Yargı kararları görmezden geliniyor
Muhittin Botan / Van
Son zamanlarda mahkemelerin olumlu kararlarının gereği, bazı ilgililer tarafından yerine getirilmiyor, uygulamada kimi farklılık ya da ayrımcılıklar görülüyor.
Vanlı taşeron işçiler, mahkeme kararlarının nasıl tanınmadığının, içinin boşaltıldığının en bariz örneklerinden biri. Van’da 2011 yılında yaşanan depremin ardından İŞKUR üzerinden bin 888 kişi, Van Belediyesi’ne alındı. Van Büyükşehir Belediyesi’ne 17 Kasım 2016’da kayyım atanmasının ardından 4 Aralık 2017’de çıkan Kanun Hükmünde Kararname (KHK) ile taşerondan sürekli işçi kadrosuna geçme kararı çıktı. Çıkan kararnameyle, belediyede kadro almaya hak kazanan işçilerin, güvenlik soruşturmaları da tamamlandıktan sonra isimleri belediyenin resmi internet sitesinde yayınlandı. Yayınlanan listeye göre, bin 702 kişi mülakata alındı. Sonrasında mülakata girmeye hak kazanan 440 kişi elendi. Fakat yaklaşık bir hafta sonra elenen 134 kişi mahkeme kararı olmadan işe geri alındı. Geriye kalan 306 işçi ise hukuk mücadelesi başlattı. Başlatılan hukuk mücadelesinde ilk sonuç, 2019’un Şubat ayında alındı. Alınan bu ilk sonuçta mahkeme, “Mülakat usulsüzdür, yasa gereği kanun yerine getirilmemiştir, işçiler işe iade edilmeli’ kararını verdi. Sonrasında defalarca mahkemede haklılıkları tescillenen Vanlı Taşeron işçiler halen de işlerine iade edilmiş değiller.

◆ ◆ ◆

## [Alıştırma 1]
"knuckle" dizesini içeren bütün satırları topla. Büyük-küçük harf ayrımına dikkat et.

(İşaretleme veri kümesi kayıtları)
◆ ◆ ◆

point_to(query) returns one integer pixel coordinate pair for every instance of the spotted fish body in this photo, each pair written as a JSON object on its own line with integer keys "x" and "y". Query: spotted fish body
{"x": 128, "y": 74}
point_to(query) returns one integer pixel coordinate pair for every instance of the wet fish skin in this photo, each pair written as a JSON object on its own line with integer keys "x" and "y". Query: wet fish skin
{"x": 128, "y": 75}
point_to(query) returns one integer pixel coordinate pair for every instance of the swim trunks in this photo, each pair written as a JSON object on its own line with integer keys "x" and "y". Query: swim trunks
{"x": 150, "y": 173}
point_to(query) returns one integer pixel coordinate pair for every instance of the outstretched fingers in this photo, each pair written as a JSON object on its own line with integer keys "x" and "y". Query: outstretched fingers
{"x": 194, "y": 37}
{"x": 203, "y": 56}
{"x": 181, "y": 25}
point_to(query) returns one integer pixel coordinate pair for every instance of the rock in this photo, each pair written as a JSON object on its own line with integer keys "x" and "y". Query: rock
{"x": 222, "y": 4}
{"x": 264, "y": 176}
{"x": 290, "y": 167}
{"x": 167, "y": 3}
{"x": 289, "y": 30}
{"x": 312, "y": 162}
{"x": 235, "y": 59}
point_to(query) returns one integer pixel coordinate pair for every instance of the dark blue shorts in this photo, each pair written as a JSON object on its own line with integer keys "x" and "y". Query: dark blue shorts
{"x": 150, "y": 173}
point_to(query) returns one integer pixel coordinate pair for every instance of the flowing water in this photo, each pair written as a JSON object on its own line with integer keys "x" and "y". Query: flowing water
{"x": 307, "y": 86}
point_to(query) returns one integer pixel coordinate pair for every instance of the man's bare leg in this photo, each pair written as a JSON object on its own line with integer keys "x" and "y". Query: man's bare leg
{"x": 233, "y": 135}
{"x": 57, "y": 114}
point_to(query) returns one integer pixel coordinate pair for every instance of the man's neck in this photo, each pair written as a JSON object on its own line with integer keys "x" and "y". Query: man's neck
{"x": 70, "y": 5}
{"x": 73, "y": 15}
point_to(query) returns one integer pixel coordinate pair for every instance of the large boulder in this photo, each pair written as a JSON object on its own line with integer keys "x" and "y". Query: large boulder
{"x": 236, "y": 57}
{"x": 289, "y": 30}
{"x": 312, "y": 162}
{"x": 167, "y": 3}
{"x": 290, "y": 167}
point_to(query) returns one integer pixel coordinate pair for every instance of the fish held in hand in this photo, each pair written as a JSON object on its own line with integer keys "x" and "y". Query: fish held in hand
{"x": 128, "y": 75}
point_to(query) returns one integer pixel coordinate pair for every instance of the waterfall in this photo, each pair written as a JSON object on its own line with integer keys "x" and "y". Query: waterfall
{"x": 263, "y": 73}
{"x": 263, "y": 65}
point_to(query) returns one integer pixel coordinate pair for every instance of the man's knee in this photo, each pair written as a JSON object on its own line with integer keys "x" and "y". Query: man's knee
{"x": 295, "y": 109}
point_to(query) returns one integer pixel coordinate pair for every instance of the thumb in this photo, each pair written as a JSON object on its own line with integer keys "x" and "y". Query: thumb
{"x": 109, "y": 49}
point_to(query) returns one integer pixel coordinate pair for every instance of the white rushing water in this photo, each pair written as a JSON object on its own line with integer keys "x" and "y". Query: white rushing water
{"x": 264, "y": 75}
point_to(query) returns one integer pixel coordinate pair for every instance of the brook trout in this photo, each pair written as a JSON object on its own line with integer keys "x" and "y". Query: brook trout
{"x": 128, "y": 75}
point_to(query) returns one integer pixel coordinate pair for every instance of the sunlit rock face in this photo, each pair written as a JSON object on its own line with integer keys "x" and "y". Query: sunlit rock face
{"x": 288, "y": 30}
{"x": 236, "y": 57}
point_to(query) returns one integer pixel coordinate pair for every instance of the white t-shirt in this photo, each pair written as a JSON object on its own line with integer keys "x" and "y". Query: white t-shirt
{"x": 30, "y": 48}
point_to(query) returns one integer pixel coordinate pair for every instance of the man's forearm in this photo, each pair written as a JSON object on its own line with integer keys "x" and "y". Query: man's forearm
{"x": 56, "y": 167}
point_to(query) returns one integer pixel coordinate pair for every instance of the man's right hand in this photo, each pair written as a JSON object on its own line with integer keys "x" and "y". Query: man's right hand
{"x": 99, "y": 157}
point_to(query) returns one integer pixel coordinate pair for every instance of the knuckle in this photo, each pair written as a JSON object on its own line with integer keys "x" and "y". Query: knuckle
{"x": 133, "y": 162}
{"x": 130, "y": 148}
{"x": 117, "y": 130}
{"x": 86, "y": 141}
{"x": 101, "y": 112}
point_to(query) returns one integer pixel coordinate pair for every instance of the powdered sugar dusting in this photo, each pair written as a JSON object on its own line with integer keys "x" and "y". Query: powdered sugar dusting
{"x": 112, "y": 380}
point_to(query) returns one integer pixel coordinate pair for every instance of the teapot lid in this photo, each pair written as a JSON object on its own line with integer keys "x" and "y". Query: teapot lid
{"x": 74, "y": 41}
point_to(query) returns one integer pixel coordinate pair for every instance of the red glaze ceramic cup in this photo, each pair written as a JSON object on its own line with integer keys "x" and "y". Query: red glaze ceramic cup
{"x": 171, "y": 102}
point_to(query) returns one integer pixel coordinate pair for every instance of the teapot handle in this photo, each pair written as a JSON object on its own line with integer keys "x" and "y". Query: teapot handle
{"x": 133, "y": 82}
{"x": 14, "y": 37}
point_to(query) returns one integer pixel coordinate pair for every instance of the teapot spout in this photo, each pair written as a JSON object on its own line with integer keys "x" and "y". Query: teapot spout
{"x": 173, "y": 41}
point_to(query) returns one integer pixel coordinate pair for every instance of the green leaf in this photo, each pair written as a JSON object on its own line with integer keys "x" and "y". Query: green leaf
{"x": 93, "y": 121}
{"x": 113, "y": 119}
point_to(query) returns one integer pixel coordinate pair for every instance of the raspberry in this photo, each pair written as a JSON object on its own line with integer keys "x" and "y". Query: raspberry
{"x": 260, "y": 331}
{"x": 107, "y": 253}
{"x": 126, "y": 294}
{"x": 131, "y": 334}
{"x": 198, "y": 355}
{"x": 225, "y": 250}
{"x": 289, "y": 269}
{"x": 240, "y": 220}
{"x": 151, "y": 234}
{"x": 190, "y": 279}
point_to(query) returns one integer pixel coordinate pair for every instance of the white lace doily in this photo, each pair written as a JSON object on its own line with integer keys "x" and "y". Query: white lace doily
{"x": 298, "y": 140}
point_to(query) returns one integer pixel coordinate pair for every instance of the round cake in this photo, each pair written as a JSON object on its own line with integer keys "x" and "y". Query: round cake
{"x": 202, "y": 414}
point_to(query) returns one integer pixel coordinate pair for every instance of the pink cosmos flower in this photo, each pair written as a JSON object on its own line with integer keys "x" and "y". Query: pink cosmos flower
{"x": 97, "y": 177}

◆ ◆ ◆

## [Alıştırma 2]
Yukarıdaki yargı kararları metnini tek kelimesini bile değiştirmeden, baştan sona aynen çıkarıp yaz.

## [Yazılı Çözüm 1]
point_to(query) returns one integer pixel coordinate pair for every instance of the knuckle in this photo, each pair written as a JSON object on its own line with integer keys "x" and "y". Query: knuckle

## [Yazılı Çözüm 2]
Yargı kararları görmezden geliniyor
Muhittin Botan / Van
Son zamanlarda mahkemelerin olumlu kararlarının gereği, bazı ilgililer tarafından yerine getirilmiyor, uygulamada kimi farklılık ya da ayrımcılıklar görülüyor.
Vanlı taşeron işçiler, mahkeme kararlarının nasıl tanınmadığının, içinin boşaltıldığının en bariz örneklerinden biri. Van’da 2011 yılında yaşanan depremin ardından İŞKUR üzerinden bin 888 kişi, Van Belediyesi’ne alındı. Van Büyükşehir Belediyesi’ne 17 Kasım 2016’da kayyım atanmasının ardından 4 Aralık 2017’de çıkan Kanun Hükmünde Kararname (KHK) ile taşerondan sürekli işçi kadrosuna geçme kararı çıktı. Çıkan kararnameyle, belediyede kadro almaya hak kazanan işçilerin, güvenlik soruşturmaları da tamamlandıktan sonra isimleri belediyenin resmi internet sitesinde yayınlandı. Yayınlanan listeye göre, bin 702 kişi mülakata alındı. Sonrasında mülakata girmeye hak kazanan 440 kişi elendi. Fakat yaklaşık bir hafta sonra elenen 134 kişi mahkeme kararı olmadan işe geri alındı. Geriye kalan 306 işçi ise hukuk mücadelesi başlattı. Başlatılan hukuk mücadelesinde ilk sonuç, 2019’un Şubat ayında alındı. Alınan bu ilk sonuçta mahkeme, “Mülakat usulsüzdür, yasa gereği kanun yerine getirilmemiştir, işçiler işe iade edilmeli’ kararını verdi. Sonrasında defalarca mahkemede haklılıkları tescillenen Vanlı Taşeron işçiler halen de işlerine iade edilmiş değiller.